- [Prompt]
Your answer consists of the lines in the data that contain "with". Copy each of them.

- [Materials provided]
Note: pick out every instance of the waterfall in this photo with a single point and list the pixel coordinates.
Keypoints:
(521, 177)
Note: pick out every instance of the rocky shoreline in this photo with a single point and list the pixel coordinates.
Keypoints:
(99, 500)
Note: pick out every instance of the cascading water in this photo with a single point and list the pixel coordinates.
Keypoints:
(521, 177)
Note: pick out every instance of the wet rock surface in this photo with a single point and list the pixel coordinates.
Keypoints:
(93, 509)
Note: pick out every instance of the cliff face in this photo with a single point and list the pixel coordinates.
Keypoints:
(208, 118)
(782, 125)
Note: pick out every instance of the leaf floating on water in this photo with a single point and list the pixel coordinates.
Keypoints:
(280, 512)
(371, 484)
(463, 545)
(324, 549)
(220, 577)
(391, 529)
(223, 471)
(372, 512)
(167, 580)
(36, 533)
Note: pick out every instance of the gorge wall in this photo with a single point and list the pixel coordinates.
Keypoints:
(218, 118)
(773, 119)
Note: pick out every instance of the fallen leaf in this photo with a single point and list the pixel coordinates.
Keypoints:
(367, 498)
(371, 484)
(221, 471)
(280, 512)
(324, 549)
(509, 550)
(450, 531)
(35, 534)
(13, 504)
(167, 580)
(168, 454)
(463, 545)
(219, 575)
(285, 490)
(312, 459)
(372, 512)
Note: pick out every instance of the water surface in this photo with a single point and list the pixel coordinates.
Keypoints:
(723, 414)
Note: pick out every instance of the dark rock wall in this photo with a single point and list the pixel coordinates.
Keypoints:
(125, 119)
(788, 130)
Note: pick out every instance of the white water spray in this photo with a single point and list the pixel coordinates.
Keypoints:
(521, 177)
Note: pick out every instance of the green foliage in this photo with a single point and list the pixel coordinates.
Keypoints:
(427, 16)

---

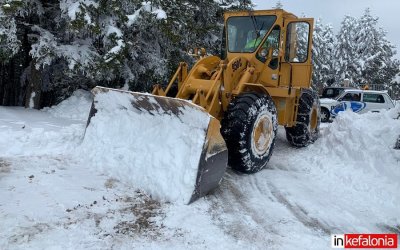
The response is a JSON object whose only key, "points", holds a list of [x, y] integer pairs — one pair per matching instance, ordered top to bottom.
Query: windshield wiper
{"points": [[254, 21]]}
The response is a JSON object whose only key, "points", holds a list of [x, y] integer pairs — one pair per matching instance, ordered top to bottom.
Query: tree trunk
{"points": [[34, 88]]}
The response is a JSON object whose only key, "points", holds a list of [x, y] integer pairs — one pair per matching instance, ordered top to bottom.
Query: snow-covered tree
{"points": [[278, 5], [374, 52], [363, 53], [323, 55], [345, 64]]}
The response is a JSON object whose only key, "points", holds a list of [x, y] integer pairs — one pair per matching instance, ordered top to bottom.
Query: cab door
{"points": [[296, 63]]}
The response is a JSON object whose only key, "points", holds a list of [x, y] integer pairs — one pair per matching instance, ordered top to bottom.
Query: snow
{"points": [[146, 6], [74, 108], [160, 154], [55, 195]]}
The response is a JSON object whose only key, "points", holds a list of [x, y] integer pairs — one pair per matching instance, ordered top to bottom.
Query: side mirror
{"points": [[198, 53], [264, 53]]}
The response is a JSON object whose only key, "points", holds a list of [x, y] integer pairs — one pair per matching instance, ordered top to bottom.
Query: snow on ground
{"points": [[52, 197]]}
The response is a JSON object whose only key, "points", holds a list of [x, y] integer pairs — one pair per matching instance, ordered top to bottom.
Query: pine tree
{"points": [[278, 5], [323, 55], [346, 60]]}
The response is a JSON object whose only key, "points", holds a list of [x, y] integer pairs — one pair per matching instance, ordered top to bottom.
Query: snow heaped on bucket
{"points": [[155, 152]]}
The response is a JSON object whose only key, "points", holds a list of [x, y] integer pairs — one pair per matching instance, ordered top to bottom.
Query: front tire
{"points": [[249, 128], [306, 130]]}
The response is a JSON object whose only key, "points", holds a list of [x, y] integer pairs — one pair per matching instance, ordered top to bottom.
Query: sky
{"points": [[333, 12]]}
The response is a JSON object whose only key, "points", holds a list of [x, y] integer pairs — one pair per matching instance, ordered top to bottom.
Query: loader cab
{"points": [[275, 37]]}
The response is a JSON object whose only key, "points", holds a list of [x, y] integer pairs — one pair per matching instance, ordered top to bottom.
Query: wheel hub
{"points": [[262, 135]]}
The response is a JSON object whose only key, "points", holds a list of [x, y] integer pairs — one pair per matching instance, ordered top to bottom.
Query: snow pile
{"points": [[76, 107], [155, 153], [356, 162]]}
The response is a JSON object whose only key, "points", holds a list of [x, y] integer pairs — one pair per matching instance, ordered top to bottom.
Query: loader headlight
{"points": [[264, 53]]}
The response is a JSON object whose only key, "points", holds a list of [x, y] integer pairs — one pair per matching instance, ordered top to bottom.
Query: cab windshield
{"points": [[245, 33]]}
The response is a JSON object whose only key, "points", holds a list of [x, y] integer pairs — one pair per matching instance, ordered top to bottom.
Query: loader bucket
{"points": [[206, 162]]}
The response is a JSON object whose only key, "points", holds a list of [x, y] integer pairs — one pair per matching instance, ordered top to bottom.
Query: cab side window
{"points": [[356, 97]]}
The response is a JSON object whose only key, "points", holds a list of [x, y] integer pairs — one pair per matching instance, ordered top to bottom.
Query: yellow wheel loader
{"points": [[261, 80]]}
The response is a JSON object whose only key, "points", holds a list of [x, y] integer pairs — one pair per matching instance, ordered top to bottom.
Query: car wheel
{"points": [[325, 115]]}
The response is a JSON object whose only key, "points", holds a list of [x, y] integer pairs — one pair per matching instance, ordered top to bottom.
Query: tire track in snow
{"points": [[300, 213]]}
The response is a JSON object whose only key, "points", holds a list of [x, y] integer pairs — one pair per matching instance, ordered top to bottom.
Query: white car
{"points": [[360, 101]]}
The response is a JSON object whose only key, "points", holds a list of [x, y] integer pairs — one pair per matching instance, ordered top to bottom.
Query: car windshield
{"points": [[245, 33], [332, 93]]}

...

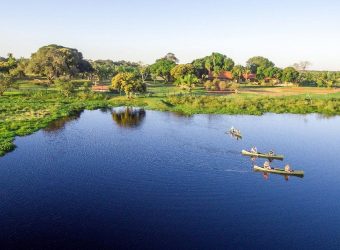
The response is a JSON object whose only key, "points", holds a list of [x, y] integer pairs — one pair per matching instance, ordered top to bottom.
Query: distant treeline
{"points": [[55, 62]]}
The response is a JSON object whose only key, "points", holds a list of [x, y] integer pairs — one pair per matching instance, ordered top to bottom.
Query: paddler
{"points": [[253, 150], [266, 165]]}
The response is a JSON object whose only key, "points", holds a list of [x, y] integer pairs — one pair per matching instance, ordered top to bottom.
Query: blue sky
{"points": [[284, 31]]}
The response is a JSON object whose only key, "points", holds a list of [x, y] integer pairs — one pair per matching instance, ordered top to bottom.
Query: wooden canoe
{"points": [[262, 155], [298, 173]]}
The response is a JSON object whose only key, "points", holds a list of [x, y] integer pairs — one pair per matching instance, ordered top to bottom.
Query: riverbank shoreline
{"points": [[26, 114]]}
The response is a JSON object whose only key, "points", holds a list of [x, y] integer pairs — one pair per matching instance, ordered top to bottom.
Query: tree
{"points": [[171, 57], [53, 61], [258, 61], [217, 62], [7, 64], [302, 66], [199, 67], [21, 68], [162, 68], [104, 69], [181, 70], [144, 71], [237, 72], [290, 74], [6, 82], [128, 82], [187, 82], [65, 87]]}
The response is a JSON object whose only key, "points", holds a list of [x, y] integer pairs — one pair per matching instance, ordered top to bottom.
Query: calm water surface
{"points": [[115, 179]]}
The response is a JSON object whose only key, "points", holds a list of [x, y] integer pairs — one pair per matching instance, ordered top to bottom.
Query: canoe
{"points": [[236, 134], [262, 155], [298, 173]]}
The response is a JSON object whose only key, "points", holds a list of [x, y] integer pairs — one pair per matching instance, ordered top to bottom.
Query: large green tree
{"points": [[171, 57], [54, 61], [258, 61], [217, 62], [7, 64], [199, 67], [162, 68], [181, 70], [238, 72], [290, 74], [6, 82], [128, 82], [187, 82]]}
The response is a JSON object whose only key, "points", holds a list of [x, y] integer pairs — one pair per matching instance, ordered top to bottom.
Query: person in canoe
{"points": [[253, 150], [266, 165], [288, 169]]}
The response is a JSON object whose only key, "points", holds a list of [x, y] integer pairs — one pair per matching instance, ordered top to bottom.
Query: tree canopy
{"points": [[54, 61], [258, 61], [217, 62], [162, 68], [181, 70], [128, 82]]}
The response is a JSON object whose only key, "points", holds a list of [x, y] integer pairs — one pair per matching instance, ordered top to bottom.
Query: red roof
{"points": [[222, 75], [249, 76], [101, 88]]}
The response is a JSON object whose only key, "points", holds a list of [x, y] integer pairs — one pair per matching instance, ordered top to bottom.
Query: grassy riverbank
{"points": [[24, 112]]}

- [Written response]
Note: pick out every instance of the waterfall in this photo with a single point and list the pixel coordinates.
Note: pick out every instance of the rocky shoreline in this photo with a single point and list the pixel coordinates.
Note: pick out every instance of the cascading water in this photo with a single point and list the pixel coordinates.
Note: pick out every instance of the wet rock surface in this photo with a single point and list the pixel coordinates.
Note: pick out every instance of the cliff face in this photo with a single point and list the pixel coordinates.
Note: pick out every instance of the leaf floating on water in this photo with a single point and list the pixel coordinates.
Note: pick out every instance of the gorge wall in this photo with a single point and list the pixel coordinates.
Note: pick out every instance of the fallen leaf in this photo with a single point and list the pixel coordinates.
Note: pick out every instance of the water surface in this photo with a single point and list the pixel coordinates.
Note: pick out every instance of the dark rock wall in this photo with a single point and list the pixel coordinates.
Note: pick out every instance of the white water spray in this photo with a single point and list the pixel coordinates.
Note: pick out every instance of the green foliage in this photo with a single point and list the pixel coordinates.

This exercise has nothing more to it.